*The data*:
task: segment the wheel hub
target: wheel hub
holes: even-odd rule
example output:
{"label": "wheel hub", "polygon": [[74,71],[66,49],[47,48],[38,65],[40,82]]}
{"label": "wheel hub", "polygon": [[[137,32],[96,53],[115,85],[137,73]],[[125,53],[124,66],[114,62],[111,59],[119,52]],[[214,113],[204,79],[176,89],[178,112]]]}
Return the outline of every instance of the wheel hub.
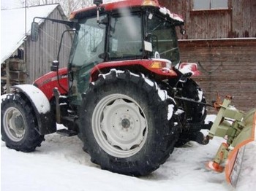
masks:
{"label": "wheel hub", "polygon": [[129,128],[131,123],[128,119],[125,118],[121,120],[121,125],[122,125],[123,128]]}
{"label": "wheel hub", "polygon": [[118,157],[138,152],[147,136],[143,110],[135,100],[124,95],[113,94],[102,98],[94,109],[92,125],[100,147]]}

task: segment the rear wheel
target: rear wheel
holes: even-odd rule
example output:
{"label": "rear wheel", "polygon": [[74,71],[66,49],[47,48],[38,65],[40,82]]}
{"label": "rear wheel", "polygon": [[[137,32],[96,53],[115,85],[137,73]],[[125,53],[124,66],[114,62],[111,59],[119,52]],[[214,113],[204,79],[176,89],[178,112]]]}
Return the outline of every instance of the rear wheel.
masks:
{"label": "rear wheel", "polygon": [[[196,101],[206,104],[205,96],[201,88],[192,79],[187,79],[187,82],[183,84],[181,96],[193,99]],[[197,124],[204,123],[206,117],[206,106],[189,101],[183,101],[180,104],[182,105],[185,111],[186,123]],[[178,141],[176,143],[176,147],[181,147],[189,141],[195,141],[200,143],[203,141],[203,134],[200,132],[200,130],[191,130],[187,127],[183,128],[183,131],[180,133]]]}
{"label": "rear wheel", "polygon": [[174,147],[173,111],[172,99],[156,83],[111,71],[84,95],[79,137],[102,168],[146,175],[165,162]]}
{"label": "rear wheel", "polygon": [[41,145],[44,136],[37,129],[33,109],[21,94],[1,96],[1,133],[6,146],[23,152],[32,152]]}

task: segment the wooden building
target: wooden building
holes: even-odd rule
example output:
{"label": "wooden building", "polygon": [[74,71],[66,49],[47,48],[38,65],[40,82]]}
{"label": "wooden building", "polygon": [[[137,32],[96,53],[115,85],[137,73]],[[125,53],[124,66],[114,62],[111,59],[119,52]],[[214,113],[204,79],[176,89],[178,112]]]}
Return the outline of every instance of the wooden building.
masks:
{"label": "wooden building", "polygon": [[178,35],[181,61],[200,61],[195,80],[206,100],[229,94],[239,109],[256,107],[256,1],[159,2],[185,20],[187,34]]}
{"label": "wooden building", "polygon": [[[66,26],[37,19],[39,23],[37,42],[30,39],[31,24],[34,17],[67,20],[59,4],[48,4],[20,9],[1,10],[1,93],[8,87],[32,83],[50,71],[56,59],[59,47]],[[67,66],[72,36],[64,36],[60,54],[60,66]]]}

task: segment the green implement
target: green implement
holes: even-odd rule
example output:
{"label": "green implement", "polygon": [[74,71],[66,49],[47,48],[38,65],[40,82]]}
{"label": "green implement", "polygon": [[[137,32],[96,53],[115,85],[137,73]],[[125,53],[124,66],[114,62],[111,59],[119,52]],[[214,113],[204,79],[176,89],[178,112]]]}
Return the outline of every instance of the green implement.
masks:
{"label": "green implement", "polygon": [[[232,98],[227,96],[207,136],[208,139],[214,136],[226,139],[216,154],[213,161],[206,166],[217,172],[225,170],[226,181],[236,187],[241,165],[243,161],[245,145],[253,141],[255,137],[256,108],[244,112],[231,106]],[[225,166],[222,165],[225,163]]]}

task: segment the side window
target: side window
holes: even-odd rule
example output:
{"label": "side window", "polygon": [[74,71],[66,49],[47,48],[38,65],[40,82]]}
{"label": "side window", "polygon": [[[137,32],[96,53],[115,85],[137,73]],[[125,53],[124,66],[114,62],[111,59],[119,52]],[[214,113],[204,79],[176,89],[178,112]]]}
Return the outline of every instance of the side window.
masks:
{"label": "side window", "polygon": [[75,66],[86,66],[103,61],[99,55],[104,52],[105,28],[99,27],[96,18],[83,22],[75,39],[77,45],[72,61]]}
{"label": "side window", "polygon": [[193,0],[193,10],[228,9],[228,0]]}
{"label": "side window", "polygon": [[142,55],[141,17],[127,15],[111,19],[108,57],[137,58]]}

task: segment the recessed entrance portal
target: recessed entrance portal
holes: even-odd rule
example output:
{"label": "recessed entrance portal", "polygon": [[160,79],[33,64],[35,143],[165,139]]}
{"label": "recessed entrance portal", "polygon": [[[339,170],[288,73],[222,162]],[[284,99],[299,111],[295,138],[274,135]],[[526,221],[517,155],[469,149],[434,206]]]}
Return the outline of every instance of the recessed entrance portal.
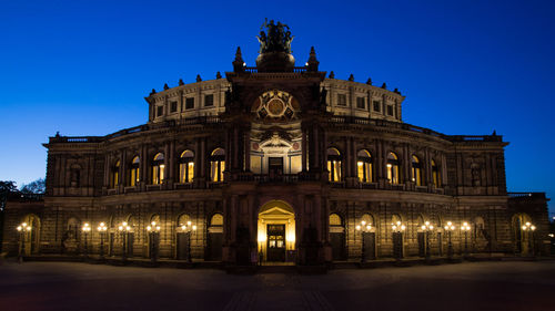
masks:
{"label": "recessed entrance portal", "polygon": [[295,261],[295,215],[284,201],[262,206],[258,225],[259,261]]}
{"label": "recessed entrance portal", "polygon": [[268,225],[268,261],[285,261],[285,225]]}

*Task to complete*: Copy all of the items above word for word, from the first line to the last. Leave out the pictures.

*Solution for this exercise*:
task: segment the wheel hub
target: wheel hub
holes: even-odd rule
example output:
{"label": "wheel hub", "polygon": [[74,71],[66,49],[47,48],[38,65],[40,82]]}
{"label": "wheel hub", "polygon": [[[137,32],[96,53],[115,85],[137,73]],[[125,53],[124,66],[114,62],[111,59],[119,52]],[[214,113],[204,79],[176,89],[178,112]]]}
Return the outline of every instance of the wheel hub.
masks:
{"label": "wheel hub", "polygon": [[129,128],[131,123],[128,119],[125,118],[121,120],[121,125],[122,125],[123,128]]}
{"label": "wheel hub", "polygon": [[118,157],[138,152],[147,136],[143,110],[135,100],[124,95],[113,94],[102,98],[94,109],[92,125],[100,147]]}

task: segment the rear wheel
target: rear wheel
holes: even-odd rule
example output:
{"label": "rear wheel", "polygon": [[74,71],[66,49],[47,48],[38,65],[40,82]]}
{"label": "rear wheel", "polygon": [[[137,32],[96,53],[115,85],[137,73]],[[125,53],[124,66],[114,62],[111,59],[119,52]],[[214,113],[204,79],[176,89],[178,112]]]}
Return the outline of every instance of the rear wheel.
masks:
{"label": "rear wheel", "polygon": [[[196,101],[206,104],[205,96],[201,88],[192,79],[187,79],[187,82],[183,84],[181,96],[193,99]],[[197,124],[204,123],[206,117],[206,106],[189,101],[183,101],[180,104],[182,105],[185,111],[186,123]],[[178,141],[176,143],[176,147],[181,147],[189,141],[195,141],[200,143],[203,141],[203,134],[200,132],[200,130],[191,130],[187,127],[183,128],[183,131],[180,133]]]}
{"label": "rear wheel", "polygon": [[174,147],[173,111],[172,99],[156,83],[111,71],[84,95],[79,137],[102,168],[146,175],[165,162]]}
{"label": "rear wheel", "polygon": [[41,145],[44,136],[37,129],[33,109],[21,94],[1,96],[1,133],[6,146],[23,152],[32,152]]}

task: segment the wooden building
target: wooden building
holes: even-odd rule
example output:
{"label": "wooden building", "polygon": [[74,71],[66,49],[47,48],[38,65],[40,82]]}
{"label": "wooden building", "polygon": [[[137,32],[96,53],[115,85],[137,73]],[[125,53],[124,66],[114,62],[111,59],[119,52]],[[214,113],[204,79],[176,89],[178,112]]]}
Return the outline of every instance of the wooden building.
masks:
{"label": "wooden building", "polygon": [[178,35],[181,61],[200,61],[195,80],[206,100],[229,94],[239,109],[256,107],[256,1],[159,2],[185,20],[187,34]]}
{"label": "wooden building", "polygon": [[[66,26],[37,19],[39,23],[37,42],[30,39],[31,24],[34,17],[67,20],[59,4],[48,4],[20,9],[1,10],[1,93],[8,87],[32,83],[50,71],[56,59],[59,47]],[[67,66],[72,36],[64,36],[60,54],[60,66]]]}

task: segment the green implement
target: green implement
holes: even-odd rule
example output:
{"label": "green implement", "polygon": [[74,71],[66,49],[47,48],[38,65],[40,82]]}
{"label": "green implement", "polygon": [[[137,32],[96,53],[115,85],[137,73]],[[125,53],[124,66],[114,62],[111,59],[119,52]],[[214,113],[204,79],[176,89],[178,112]]]}
Return the outline of every instance of the green implement.
masks:
{"label": "green implement", "polygon": [[[232,98],[227,96],[207,136],[208,139],[214,136],[226,139],[216,154],[213,161],[206,166],[217,172],[225,170],[226,181],[236,187],[241,165],[243,161],[245,145],[253,141],[255,137],[256,108],[244,112],[231,106]],[[225,166],[222,165],[225,163]]]}

task: segment the side window
target: side window
holes: even-odd rule
example output:
{"label": "side window", "polygon": [[74,71],[66,49],[47,48],[38,65],[40,82]]}
{"label": "side window", "polygon": [[[137,32],[96,53],[115,85],[137,73]],[[125,53],[124,66],[114,62],[111,59],[119,52]],[[214,113],[204,79],[176,89],[178,112]]]}
Return the outline of every instance of the side window.
masks:
{"label": "side window", "polygon": [[75,66],[86,66],[103,61],[99,55],[104,52],[105,28],[99,27],[96,18],[83,22],[75,39],[77,45],[72,61]]}
{"label": "side window", "polygon": [[193,0],[193,10],[228,9],[228,0]]}
{"label": "side window", "polygon": [[142,55],[141,17],[127,15],[111,19],[108,57],[137,58]]}

task: segment the recessed entrance portal
target: recessed entrance portal
holes: even-odd rule
example output:
{"label": "recessed entrance portal", "polygon": [[160,79],[33,64],[35,143],[165,139]]}
{"label": "recessed entrance portal", "polygon": [[[339,170],[288,73],[222,162]],[[284,99],[299,111],[295,138],[274,135]],[[526,221],[517,155],[469,149],[434,206]]]}
Return the outline of every instance of the recessed entrance portal.
masks:
{"label": "recessed entrance portal", "polygon": [[295,261],[295,215],[284,201],[262,206],[258,225],[259,261]]}
{"label": "recessed entrance portal", "polygon": [[268,225],[268,261],[285,261],[285,225]]}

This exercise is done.